Data for review START

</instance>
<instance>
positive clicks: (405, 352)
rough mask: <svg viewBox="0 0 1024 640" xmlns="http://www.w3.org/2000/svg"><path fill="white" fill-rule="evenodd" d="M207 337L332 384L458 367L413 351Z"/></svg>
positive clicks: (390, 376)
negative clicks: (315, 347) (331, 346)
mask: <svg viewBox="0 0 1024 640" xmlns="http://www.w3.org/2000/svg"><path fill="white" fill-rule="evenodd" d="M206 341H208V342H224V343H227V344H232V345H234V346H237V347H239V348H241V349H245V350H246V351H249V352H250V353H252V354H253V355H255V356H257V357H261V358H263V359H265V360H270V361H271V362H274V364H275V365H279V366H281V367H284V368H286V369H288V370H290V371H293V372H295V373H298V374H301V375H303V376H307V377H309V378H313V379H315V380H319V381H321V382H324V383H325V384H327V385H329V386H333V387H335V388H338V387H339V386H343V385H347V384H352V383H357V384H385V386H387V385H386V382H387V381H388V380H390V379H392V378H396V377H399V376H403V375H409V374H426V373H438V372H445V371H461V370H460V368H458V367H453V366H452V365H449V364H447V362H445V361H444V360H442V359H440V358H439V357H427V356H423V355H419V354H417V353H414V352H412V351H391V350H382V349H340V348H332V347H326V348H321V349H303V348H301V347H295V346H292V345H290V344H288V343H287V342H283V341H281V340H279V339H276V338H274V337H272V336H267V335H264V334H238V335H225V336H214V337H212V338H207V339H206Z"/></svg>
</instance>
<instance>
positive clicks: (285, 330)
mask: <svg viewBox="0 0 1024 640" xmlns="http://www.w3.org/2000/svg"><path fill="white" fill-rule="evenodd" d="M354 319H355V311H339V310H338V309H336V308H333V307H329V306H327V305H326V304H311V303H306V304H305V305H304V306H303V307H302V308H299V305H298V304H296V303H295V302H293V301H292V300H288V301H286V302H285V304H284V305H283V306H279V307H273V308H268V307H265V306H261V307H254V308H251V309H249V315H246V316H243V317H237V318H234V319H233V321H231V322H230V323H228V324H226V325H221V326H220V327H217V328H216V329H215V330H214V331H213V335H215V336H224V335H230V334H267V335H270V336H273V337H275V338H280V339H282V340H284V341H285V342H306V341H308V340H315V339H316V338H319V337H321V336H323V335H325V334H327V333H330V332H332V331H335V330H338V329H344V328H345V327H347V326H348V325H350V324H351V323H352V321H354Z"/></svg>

Data for review END

Exercise requirements:
Exactness is what counts here: write out every record again.

Problem solution:
</instance>
<instance>
positive clicks: (405, 352)
rough mask: <svg viewBox="0 0 1024 640" xmlns="http://www.w3.org/2000/svg"><path fill="white" fill-rule="evenodd" d="M207 337L332 384L458 367L413 351Z"/></svg>
positive clicks: (390, 376)
negative clicks: (315, 347) (331, 346)
mask: <svg viewBox="0 0 1024 640" xmlns="http://www.w3.org/2000/svg"><path fill="white" fill-rule="evenodd" d="M206 341H208V342H224V343H227V344H232V345H234V346H237V347H239V348H241V349H245V350H246V351H249V352H250V353H252V354H253V355H255V356H257V357H261V358H263V359H265V360H270V361H271V362H274V364H275V365H279V366H281V367H284V368H286V369H288V370H290V371H293V372H295V373H298V374H301V375H303V376H307V377H309V378H313V379H315V380H319V381H321V382H324V383H325V384H327V385H329V386H333V387H335V388H338V387H339V386H343V385H347V384H352V383H357V384H385V386H387V385H386V382H387V381H388V380H390V379H392V378H396V377H399V376H403V375H409V374H426V373H438V372H445V371H461V370H460V368H458V367H453V366H452V365H449V364H447V362H445V361H444V360H442V359H440V358H439V357H427V356H423V355H419V354H417V353H414V352H412V351H391V350H382V349H340V348H332V347H326V348H321V349H303V348H301V347H295V346H292V345H290V344H288V343H287V342H283V341H281V340H279V339H276V338H274V337H272V336H267V335H264V334H238V335H225V336H214V337H212V338H207V339H206Z"/></svg>
</instance>
<instance>
positive clicks: (285, 330)
mask: <svg viewBox="0 0 1024 640" xmlns="http://www.w3.org/2000/svg"><path fill="white" fill-rule="evenodd" d="M354 319H355V311H339V310H338V309H336V308H333V307H329V306H327V305H326V304H311V303H306V304H305V305H304V306H303V307H302V308H299V305H298V304H296V303H295V302H293V301H292V300H288V301H286V302H285V304H284V305H283V306H279V307H273V308H268V307H265V306H261V307H254V308H251V309H249V315H246V316H243V317H237V318H234V319H233V321H231V322H230V323H228V324H226V325H221V326H220V327H217V328H216V329H215V330H214V331H213V335H215V336H224V335H230V334H267V335H270V336H273V337H275V338H280V339H282V340H284V341H285V342H306V341H308V340H315V339H316V338H319V337H321V336H323V335H325V334H327V333H330V332H332V331H335V330H338V329H344V328H345V327H347V326H348V325H350V324H351V323H352V321H354Z"/></svg>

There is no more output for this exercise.